* _Exercise set_:
1) In the review of Men Of Honor, who plays Brashear?
2) What does the Men Of Honor review say people start chuckling at? List every one.
3) Pick up the Men Of Honor review after its final sentence and keep writing.

Men Of Honor knows exactly what it wants to be: proudly and profoundly inspirational. It's there in the poster of Cuba Gooding Jr gazing out with steely nobility. It's present in the first bars of the score, ripped straight from the How To of stirring orchestral soundtracks. This is the sort of film that polishes every standby of the Spirited Individual Bucks The System genre until they shine - but polishes too hard, rendering them see-through.
Which is a shame, as Brashear's story is one that deserved to be told without being shoved through the cinematic wringer until every last drop of patriotic juice was squeezed from it. Gooding Jr is effortlessly appealing as Brashear and you'll root for him to succeed; but it's a pity that the film falls over itself to play up just how much of a hero he was. He wins out over a racist military, horrific injury (first clichéd words on waking up in hospital: ""Can I still dive?"") and marital problems...
All true, but every event is portrayed in such an overwrought fashion it's no wonder that people start chuckling at the clunky speeches (does any-one outside of films come up with spontaneous diatribes on the subject of honour?), unoriginal character moments (silent nods between players during difficult scenes) and a cheese-flavoured courtroom conclusion. By the time the final (inspirational) song plays over the end credits you won't be worrying about how well Brashear can dive - - you'll be convinced he can walk on water.

* _Provided records_:
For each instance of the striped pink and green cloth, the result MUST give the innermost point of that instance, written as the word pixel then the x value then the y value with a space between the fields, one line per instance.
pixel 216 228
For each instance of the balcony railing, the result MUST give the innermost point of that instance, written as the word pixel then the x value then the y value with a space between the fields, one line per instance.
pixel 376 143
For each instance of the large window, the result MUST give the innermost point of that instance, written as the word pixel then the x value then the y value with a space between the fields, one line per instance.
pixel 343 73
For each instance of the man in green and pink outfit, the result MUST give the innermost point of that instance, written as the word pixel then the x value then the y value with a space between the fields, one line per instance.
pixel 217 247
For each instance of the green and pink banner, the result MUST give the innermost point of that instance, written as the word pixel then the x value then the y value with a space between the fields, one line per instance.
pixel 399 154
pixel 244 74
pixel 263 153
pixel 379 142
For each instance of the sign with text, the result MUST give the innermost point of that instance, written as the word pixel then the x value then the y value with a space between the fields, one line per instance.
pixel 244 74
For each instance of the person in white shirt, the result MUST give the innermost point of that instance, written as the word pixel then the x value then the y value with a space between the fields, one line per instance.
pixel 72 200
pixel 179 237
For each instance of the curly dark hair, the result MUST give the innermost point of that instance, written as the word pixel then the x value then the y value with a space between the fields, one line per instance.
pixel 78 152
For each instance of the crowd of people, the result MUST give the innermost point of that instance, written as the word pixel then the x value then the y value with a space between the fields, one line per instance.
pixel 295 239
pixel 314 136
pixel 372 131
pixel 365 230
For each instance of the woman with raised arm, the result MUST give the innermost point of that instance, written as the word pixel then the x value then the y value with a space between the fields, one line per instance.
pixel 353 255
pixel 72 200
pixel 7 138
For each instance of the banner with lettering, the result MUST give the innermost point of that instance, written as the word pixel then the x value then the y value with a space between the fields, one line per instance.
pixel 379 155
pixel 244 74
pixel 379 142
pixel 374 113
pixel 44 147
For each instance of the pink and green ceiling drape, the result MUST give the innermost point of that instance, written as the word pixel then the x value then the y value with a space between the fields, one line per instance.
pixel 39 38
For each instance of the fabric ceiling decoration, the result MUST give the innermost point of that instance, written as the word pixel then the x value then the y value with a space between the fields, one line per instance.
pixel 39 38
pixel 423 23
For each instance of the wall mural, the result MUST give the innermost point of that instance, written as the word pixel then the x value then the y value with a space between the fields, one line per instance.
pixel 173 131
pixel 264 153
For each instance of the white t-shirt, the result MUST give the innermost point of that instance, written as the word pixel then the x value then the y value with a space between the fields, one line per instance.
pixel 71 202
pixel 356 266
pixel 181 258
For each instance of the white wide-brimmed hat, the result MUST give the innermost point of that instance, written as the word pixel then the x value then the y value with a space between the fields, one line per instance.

* _Solved problems_:
1) Cuba Gooding Jr.

2)
- Clunky speeches
- Unoriginal character moments
- A cheese-flavoured courtroom conclusion

3)
As for De Niro, well, he can play this sort of troubled maverick role in his sleep - which goes some way to explaining why so much of Sunday's initial racist bluster and his unsurprising transformation into a mentor figure is so unconvincing. For De Niro's not really there: he's astral-projecting his performance from home.
Men Of Honor is all very noble, but sinks under its own grandiose weight, while any lump in your throat will most likely be dislodged by guffaws. Give it a try if you're really that desperate for a burst of good ol' American triumph over adversity. Otherwise, this remains distinctly un-see-worthy.